- Extract -
———
The whole thing sounded futuristic, exciting, experimental. But in some ways, even more so than the weirdness of a RHCP x Radiohead crossover event, the long process of creating Amok overshadowed the album itself, or set it up to be… not quite as mind-blowing as its premise suggested. The oft-cited afrobeat influence was noticeable here and there — mostly in opener “Before Your Very Eyes…” — and perhaps Yorke’s desire to make a straight-up dance record was coming closer into view as well. Compared to his main gig’s often bugged-out forays into electronic compositions, Amok was certainly warmer and more muscular — “Ingenue” slithered and squirmed with all manner of sinuous synths and weird raindrops-in-a-cave sounds, “Dropped” surged forward to a gorgeous climax of wordless vocals and throbbing synths, while the closing title track ended the album in a cascade that could almost play like true release or transcendence in the context of Yorke’s work.

But this was still part of a lineage. The name Atoms For Peace came from an Eraser track that in turn referenced a 1953 Dwight Eisenhower speech; Yorke’s visions of a modern-life armageddon still hung over this work. That meant that no matter how much prettier, punchier, or more danceable Amok proposed to be, he and Godrich had still taken the music into that uneasy, skittering space they usually favored. In a sense, it felt like a missed opportunity akin to The King Of Limbs — a sometimes rigid recording that became a mad, polyrhythmic catharsis live. Of course, it’s not uncommon for a concert experience to be the more visceral representation of a different idea on record. But at this juncture it was predictable to hear Yorke in this jagged, fragmented style — any hint of a more liquid flow on Amok still made you wish that unhinged dancer from the “Lotus Flower” or “Ingenue” videos went all the way. Yorke seemed enlivened, like he was having fun, with the prospect of making dance music. But for all that went into it Amok was mostly a collection of very good Yorke solo songs — not so much a bold evolution.
———
- Source information -

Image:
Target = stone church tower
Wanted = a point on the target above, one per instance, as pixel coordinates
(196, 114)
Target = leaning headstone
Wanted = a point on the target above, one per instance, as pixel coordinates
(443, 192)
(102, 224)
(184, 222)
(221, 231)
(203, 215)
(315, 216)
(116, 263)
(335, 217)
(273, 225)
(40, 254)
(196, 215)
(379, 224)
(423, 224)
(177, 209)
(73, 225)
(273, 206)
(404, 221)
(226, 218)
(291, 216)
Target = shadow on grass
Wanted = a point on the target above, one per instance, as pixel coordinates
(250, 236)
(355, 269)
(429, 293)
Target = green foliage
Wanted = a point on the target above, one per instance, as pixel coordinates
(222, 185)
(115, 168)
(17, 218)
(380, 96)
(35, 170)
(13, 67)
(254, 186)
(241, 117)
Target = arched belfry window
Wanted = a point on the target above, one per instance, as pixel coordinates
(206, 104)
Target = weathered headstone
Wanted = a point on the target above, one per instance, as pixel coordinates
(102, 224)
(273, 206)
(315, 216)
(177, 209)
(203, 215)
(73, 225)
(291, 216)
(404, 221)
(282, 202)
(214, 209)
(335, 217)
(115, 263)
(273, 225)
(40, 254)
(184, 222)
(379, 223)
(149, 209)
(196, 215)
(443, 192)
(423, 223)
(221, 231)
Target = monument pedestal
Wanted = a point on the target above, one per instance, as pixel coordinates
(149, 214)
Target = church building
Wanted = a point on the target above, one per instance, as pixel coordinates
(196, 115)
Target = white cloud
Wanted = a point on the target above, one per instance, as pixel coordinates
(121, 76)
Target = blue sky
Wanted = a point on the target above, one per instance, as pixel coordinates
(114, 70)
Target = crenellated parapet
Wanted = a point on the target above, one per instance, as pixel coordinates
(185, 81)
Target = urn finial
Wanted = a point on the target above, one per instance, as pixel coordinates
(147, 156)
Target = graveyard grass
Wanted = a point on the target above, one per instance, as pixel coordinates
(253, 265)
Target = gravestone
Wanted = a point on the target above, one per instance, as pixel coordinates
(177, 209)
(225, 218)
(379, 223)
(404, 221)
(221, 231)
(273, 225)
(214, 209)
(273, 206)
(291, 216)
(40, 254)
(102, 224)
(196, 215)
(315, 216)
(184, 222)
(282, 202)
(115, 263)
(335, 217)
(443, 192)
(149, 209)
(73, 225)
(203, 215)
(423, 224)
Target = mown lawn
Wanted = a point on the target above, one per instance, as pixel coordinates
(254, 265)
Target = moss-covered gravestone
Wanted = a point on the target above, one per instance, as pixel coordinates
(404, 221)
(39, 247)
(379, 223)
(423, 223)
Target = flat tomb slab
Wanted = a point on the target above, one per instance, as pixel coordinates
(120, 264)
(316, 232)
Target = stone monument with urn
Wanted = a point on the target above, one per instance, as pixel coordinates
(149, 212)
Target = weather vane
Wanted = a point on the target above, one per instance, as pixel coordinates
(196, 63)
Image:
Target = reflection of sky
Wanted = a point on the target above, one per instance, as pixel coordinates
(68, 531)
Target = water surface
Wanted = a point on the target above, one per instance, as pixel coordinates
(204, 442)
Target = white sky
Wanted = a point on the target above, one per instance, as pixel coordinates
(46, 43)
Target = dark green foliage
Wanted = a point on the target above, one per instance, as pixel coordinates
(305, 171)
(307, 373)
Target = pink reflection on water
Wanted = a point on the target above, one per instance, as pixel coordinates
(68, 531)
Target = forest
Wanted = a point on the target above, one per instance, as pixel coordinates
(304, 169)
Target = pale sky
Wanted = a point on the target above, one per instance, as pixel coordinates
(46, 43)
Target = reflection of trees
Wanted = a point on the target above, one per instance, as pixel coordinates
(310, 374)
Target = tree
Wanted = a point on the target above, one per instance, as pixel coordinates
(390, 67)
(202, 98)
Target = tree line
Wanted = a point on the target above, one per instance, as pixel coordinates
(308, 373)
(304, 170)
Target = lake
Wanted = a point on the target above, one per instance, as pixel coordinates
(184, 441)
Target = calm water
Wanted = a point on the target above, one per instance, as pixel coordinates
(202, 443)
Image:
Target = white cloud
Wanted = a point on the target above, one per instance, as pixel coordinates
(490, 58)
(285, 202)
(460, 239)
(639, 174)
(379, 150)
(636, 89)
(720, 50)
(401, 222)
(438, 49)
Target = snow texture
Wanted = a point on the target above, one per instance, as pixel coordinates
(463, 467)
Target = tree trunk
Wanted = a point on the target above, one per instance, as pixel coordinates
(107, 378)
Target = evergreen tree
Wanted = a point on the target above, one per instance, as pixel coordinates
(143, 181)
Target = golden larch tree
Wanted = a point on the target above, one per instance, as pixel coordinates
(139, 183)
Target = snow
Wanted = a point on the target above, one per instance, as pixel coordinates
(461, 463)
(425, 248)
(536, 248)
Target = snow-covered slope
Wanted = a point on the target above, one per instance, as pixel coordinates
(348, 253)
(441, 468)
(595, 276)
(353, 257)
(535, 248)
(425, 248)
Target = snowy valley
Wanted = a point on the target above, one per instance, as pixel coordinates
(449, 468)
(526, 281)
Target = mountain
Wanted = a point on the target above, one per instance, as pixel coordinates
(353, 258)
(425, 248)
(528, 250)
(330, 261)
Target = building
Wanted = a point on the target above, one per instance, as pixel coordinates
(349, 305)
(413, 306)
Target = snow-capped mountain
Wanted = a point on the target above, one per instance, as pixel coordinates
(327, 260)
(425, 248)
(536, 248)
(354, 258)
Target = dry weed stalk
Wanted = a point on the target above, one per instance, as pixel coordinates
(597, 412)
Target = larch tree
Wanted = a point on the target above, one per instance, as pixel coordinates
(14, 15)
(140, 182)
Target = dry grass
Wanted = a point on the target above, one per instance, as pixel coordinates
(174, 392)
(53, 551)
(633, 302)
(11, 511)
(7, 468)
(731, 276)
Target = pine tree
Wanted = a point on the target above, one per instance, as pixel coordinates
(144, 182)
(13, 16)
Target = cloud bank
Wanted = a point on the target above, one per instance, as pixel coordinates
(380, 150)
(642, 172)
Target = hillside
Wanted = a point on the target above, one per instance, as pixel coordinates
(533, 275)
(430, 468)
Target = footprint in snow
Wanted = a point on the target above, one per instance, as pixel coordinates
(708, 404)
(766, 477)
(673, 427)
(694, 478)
———
- Task instructions -
1. List every title that appears inside quotation marks in the passage on Amok, naming each one once.
2. Answer these questions from the passage on Amok:
(a) Where was the afrobeat influence mostly noticeable?
(b) What did the name Atoms For Peace come from?
(c) Which recording does the passage compare the missed opportunity to?
3. Decide whether each statement agrees with the passage on Amok, and support each answer with a quotation from the passage.
(a) The closing title track ends the album in a cascade.
(b) Amok is colder than the electronic work of Yorke's main gig.
(c) Amok is described as a bold evolution.
The data play no part in the work on this passage.

- Answer section -
1. "Before Your Very Eyes…", "Ingenue", "Dropped", "Lotus Flower"

2.
(a) It was mostly noticeable in the opener, "Before Your Very Eyes…".
(b) It came from an Eraser track that in turn referenced a 1953 Dwight Eisenhower speech.
(c) It compares it to The King Of Limbs.

3.
(a) Yes: "the closing title track ended the album in a cascade"
(b) No: "Amok was certainly warmer and more muscular"
(c) No: "not so much a bold evolution"